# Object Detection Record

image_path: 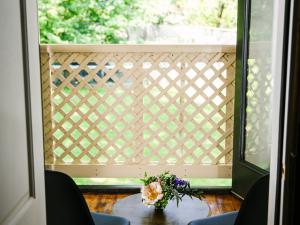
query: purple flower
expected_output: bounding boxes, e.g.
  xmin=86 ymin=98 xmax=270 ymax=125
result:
xmin=175 ymin=177 xmax=187 ymax=186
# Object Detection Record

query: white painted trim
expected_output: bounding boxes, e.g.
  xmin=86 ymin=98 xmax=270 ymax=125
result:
xmin=268 ymin=0 xmax=286 ymax=225
xmin=40 ymin=44 xmax=235 ymax=53
xmin=51 ymin=165 xmax=232 ymax=178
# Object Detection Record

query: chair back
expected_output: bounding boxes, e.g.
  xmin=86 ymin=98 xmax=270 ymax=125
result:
xmin=234 ymin=175 xmax=269 ymax=225
xmin=45 ymin=170 xmax=95 ymax=225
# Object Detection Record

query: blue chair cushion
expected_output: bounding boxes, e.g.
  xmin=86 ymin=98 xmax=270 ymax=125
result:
xmin=189 ymin=211 xmax=238 ymax=225
xmin=91 ymin=212 xmax=130 ymax=225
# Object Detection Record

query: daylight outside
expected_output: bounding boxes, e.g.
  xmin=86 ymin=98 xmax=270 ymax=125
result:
xmin=38 ymin=0 xmax=237 ymax=186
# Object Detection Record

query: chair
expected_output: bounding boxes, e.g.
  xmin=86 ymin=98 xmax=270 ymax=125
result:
xmin=189 ymin=175 xmax=269 ymax=225
xmin=45 ymin=170 xmax=130 ymax=225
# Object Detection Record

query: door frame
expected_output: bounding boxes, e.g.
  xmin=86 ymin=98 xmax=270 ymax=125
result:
xmin=232 ymin=0 xmax=269 ymax=198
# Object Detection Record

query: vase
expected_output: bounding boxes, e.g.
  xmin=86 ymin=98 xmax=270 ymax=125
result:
xmin=154 ymin=206 xmax=164 ymax=212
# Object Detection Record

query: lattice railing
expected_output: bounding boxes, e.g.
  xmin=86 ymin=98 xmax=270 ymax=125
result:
xmin=41 ymin=45 xmax=235 ymax=177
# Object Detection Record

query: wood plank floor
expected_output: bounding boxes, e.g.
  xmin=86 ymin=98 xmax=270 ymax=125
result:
xmin=84 ymin=193 xmax=241 ymax=215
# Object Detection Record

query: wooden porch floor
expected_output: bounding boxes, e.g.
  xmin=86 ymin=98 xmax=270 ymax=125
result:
xmin=84 ymin=193 xmax=241 ymax=215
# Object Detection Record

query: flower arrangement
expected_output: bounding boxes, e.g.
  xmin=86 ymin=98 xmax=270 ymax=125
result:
xmin=141 ymin=172 xmax=203 ymax=209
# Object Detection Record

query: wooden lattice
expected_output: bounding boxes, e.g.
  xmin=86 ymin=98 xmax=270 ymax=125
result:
xmin=41 ymin=45 xmax=235 ymax=178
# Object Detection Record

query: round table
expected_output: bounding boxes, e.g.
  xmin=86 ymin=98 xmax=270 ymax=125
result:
xmin=112 ymin=194 xmax=210 ymax=225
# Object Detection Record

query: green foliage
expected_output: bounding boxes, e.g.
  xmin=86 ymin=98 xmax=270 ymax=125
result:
xmin=39 ymin=0 xmax=140 ymax=44
xmin=141 ymin=172 xmax=203 ymax=208
xmin=187 ymin=0 xmax=237 ymax=28
xmin=38 ymin=0 xmax=237 ymax=44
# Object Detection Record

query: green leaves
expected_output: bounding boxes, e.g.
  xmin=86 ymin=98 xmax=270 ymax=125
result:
xmin=38 ymin=0 xmax=237 ymax=44
xmin=39 ymin=0 xmax=139 ymax=44
xmin=141 ymin=172 xmax=203 ymax=208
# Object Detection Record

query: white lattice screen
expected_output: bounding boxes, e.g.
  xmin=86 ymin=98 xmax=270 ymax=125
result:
xmin=41 ymin=45 xmax=235 ymax=177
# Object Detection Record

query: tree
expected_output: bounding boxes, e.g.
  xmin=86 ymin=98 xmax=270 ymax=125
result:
xmin=39 ymin=0 xmax=141 ymax=44
xmin=39 ymin=0 xmax=237 ymax=44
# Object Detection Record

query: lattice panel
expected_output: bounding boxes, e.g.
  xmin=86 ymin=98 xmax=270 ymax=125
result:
xmin=245 ymin=54 xmax=273 ymax=169
xmin=44 ymin=46 xmax=235 ymax=168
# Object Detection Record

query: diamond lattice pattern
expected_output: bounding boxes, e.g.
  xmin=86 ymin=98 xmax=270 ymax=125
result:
xmin=44 ymin=48 xmax=235 ymax=165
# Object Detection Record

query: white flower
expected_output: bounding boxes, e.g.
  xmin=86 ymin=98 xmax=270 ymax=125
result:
xmin=142 ymin=182 xmax=164 ymax=205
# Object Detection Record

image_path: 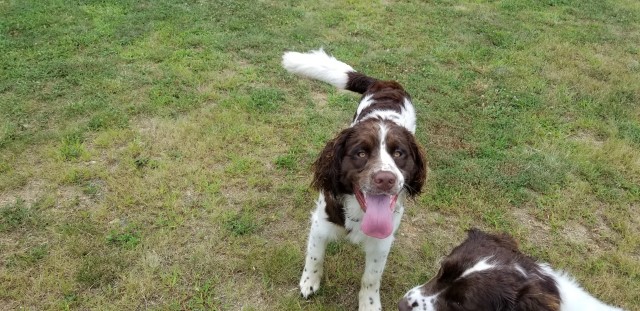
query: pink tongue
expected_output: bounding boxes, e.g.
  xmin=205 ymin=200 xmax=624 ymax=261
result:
xmin=360 ymin=194 xmax=395 ymax=239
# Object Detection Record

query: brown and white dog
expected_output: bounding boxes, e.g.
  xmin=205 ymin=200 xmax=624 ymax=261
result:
xmin=282 ymin=50 xmax=426 ymax=310
xmin=398 ymin=229 xmax=621 ymax=311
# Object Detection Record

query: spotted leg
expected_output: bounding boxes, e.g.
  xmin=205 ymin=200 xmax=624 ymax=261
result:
xmin=300 ymin=194 xmax=338 ymax=298
xmin=358 ymin=236 xmax=393 ymax=311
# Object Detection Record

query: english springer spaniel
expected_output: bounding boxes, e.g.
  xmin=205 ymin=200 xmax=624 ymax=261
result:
xmin=398 ymin=229 xmax=621 ymax=311
xmin=282 ymin=49 xmax=426 ymax=310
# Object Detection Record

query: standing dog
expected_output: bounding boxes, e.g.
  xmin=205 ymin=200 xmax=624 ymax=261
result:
xmin=282 ymin=50 xmax=426 ymax=310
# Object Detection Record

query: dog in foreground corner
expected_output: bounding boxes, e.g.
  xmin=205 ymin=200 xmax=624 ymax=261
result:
xmin=282 ymin=50 xmax=426 ymax=311
xmin=398 ymin=229 xmax=622 ymax=311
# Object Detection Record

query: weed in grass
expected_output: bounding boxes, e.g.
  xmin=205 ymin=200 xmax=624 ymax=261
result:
xmin=82 ymin=180 xmax=101 ymax=197
xmin=187 ymin=280 xmax=219 ymax=310
xmin=75 ymin=255 xmax=126 ymax=288
xmin=61 ymin=167 xmax=95 ymax=185
xmin=0 ymin=198 xmax=34 ymax=232
xmin=482 ymin=208 xmax=513 ymax=232
xmin=58 ymin=135 xmax=87 ymax=161
xmin=262 ymin=243 xmax=303 ymax=285
xmin=222 ymin=210 xmax=259 ymax=236
xmin=275 ymin=153 xmax=298 ymax=170
xmin=106 ymin=230 xmax=141 ymax=249
xmin=247 ymin=88 xmax=285 ymax=112
xmin=7 ymin=244 xmax=49 ymax=267
xmin=133 ymin=156 xmax=160 ymax=170
xmin=87 ymin=108 xmax=129 ymax=131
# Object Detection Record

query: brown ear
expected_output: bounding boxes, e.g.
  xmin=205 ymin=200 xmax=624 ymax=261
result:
xmin=311 ymin=128 xmax=353 ymax=194
xmin=405 ymin=133 xmax=427 ymax=197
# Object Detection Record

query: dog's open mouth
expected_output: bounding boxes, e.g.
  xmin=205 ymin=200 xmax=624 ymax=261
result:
xmin=354 ymin=189 xmax=398 ymax=239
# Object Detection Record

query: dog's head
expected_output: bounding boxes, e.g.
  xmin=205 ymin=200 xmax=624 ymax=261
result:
xmin=312 ymin=119 xmax=426 ymax=238
xmin=398 ymin=229 xmax=560 ymax=311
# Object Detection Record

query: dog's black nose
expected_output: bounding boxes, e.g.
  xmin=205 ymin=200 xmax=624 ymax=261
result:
xmin=398 ymin=298 xmax=413 ymax=311
xmin=373 ymin=171 xmax=396 ymax=191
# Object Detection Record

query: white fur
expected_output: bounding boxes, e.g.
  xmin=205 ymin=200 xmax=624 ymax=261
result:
xmin=351 ymin=95 xmax=416 ymax=134
xmin=460 ymin=257 xmax=496 ymax=278
xmin=374 ymin=123 xmax=404 ymax=192
xmin=540 ymin=264 xmax=622 ymax=311
xmin=404 ymin=258 xmax=623 ymax=311
xmin=404 ymin=286 xmax=440 ymax=311
xmin=300 ymin=193 xmax=404 ymax=311
xmin=282 ymin=49 xmax=355 ymax=89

================

*Exercise task*. Pull out every line above that contains the word "green", copying each one in full.

*Response*.
query: green foliage
query: green leaves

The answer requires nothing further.